# Extract provided
— BEGIN —

In terms of staging threading, we don't really have much choice. It has to be done with the inner pieces first. The inner most pieces are roughly file I/O, Regex, misc lib routines, parsing, and tagging. If we want to ship any features, we'll need to do something with threaded tagging. Automatically retagging the workspace on a thread is an obvious nice feature to have especially if you have a wildcard project. I hear you though, this is nice to have since you can work around this one with a small amount of manual intervention.
Understood, makes perfect sense.
Re: wildcard projects, that is another scalability challenge, and mikesart and myself have attempted to address that with the sync_project_with_scm macro (
forum link). Threading wildcard scans might address that, I haven't thought about it in much depth yet.
Threading references will be quite the challange but would be very valuable. Features like references and symbol coloring require analyzing the symbol at its actual file location to get all the context information. A lot of this is currently done in Slick-C.
Threading seems an appropriate long term direction. In the meantime, finding references can still show progress and avoid blocking the user, without using threading. I implemented background find in files in another editor without using other threads or processes, and here is an attempt to translate that work into the context of finding references:
1. User presses Ctrl+/ on a symbol.
2. Collect potential hits from the tagfile, keep them in an array or whatever for processing.
3. Process hits from the current file.
4. Use a timer or _post_call to defer the rest of the processing.
>> User regains control, and can interact with the editor and with the References toolbar and the references that it lists so far.
5. On idle, the deferred call gets performed.
6. If the editor has been idle for less than 100ms, return immediately and wait for the next timer event or use _post_call again, etc -- there are details here to work out, but the that's the gist.

— END —

# To do
**1.** Quote the threading discussion from "Threading references will" to "done in Slick-C.".
**2.** Answer these questions about the threading discussion:
(a) What macro did mikesart and the writer create to address wildcard projects?
(b) What keys does the user press on a symbol in step 1?
(c) In step 6, for how short an idle period does the deferred call return immediately?
**3.** Carry on the threading discussion from the point where it stops.
The lines that come after this play no part here.

# Stored data
— BEGIN —

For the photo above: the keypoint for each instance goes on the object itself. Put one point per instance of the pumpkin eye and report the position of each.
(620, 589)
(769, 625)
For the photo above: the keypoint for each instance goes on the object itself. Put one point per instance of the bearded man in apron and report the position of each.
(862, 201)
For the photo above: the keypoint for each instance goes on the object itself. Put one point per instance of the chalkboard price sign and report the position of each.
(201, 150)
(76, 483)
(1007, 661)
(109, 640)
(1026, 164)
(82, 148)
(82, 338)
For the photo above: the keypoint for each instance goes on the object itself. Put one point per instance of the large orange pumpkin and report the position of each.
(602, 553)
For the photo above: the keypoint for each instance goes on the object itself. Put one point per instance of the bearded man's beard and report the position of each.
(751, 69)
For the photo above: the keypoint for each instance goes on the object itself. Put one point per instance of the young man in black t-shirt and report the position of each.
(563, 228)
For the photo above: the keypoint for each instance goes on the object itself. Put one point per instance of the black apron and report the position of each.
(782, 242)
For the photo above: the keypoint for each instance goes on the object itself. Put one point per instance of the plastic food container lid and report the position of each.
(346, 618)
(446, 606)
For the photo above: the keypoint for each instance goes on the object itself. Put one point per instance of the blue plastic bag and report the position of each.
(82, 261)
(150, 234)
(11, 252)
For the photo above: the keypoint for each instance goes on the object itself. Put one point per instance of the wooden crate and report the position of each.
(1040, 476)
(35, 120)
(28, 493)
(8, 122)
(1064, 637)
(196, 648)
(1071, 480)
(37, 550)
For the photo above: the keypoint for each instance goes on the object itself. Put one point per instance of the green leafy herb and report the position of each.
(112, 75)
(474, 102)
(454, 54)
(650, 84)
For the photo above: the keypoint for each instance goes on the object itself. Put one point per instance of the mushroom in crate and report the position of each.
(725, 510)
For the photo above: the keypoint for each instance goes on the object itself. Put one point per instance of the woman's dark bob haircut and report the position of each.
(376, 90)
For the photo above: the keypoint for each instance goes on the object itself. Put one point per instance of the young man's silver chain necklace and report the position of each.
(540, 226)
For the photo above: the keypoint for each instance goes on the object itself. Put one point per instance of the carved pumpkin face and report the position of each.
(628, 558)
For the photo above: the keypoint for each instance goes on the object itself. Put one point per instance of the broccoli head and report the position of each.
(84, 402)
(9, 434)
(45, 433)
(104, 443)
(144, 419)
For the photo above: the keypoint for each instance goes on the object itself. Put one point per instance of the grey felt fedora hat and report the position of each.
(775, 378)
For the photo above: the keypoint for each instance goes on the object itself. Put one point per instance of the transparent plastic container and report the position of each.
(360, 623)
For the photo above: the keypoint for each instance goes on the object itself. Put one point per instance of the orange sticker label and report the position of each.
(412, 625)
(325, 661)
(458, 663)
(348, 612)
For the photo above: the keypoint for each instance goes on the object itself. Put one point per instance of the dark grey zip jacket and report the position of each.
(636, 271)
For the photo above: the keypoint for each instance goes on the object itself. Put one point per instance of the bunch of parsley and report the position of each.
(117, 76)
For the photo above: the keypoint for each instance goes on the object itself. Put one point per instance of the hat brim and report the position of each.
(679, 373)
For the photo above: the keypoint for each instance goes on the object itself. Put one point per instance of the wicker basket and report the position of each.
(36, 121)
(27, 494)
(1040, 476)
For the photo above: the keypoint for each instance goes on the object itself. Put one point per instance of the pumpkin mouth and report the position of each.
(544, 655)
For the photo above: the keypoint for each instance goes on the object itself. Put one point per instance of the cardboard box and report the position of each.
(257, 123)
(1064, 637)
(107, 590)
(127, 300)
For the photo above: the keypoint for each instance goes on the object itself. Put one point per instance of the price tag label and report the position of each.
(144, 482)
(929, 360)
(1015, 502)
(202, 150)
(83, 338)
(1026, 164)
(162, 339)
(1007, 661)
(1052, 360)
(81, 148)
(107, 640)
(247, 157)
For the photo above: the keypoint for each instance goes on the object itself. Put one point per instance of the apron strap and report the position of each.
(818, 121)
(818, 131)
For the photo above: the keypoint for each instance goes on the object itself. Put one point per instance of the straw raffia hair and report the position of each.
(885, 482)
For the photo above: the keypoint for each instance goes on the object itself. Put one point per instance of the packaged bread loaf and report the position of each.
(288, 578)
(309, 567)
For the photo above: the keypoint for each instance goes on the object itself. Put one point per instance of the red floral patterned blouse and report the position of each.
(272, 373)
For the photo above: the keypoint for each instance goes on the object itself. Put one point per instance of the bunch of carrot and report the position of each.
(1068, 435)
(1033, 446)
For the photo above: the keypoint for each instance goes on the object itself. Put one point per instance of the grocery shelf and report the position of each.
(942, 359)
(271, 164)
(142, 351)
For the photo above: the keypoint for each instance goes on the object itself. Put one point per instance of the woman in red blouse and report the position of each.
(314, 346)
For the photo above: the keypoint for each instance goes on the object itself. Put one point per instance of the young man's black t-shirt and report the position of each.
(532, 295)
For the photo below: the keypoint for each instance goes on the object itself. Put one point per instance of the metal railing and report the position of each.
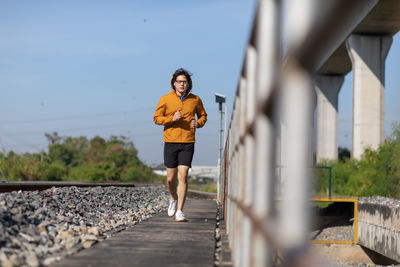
(271, 125)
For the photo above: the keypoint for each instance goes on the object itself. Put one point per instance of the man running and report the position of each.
(176, 112)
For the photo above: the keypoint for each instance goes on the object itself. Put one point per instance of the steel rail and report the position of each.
(38, 185)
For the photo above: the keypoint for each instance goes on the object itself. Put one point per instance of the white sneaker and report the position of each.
(179, 216)
(172, 207)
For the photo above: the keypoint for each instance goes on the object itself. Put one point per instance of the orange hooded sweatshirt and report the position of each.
(179, 131)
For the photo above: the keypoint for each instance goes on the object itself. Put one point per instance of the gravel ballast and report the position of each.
(41, 227)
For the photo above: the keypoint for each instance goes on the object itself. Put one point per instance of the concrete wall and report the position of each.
(379, 226)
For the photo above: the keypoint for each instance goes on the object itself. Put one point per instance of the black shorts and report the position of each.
(178, 154)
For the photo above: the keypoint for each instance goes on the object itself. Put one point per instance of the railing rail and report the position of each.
(271, 125)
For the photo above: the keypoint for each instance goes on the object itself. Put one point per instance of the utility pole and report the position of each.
(220, 99)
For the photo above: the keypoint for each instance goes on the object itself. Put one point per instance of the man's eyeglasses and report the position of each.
(178, 82)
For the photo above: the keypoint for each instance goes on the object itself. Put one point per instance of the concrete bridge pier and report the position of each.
(368, 54)
(327, 88)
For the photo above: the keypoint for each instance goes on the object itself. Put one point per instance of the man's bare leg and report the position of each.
(182, 185)
(171, 182)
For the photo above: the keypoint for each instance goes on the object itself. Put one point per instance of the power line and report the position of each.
(72, 117)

— END —

# Replies
**1.**
Threading references will be quite the challange but would be very valuable. Features like references and symbol coloring require analyzing the symbol at its actual file location to get all the context information. A lot of this is currently done in Slick-C.

**2.**
(a) sync_project_with_scm
(b) Ctrl+/
(c) Less than 100ms

**3.**
7. In the deferred call:
8. Show progress on the status line: "Processing potential hits, on X of Y".
9. Process a small number (1? 5? 10? configurable?) of potential hits (but no more than 1 file's worth per call, because opening a file can be relatively expensive).
10. When a hit is confirmed, add it to the list in the References toolbar.
If I find the time, I may work on coding this up myself and send in a patch for the SlickTeam to polish up (especially places where I may have made overly narrow assumptions

.
My thoughts have been to move that code out of Slick-C but Dennis thinks we might be able to thread Slick-C. Because Slick-C is a copy by value language and not a reference language like (java, python, C#), this is doable. In any case, we have options. None are trivial but it's doable.
Oh very interesting indeed. Should be fun to see where the editor stands in another 5 years.
As for Smart Open, your EnjProj macro proves that our current implementation of Smart Open isn't optimized enough. Thanks to you, I can hand this to a developer and say, "make it this fast!". Hopefully, we'll have something by 14.0.1 
Cool.

In case it wasn't noticed, EnhProj.zip includes full native code source for the DLL. If a developer has any questions about the macro or code, feel free to contact me at my private email (if you can't get it from the forum member info, Shannon/Mike/Ashley in support know it).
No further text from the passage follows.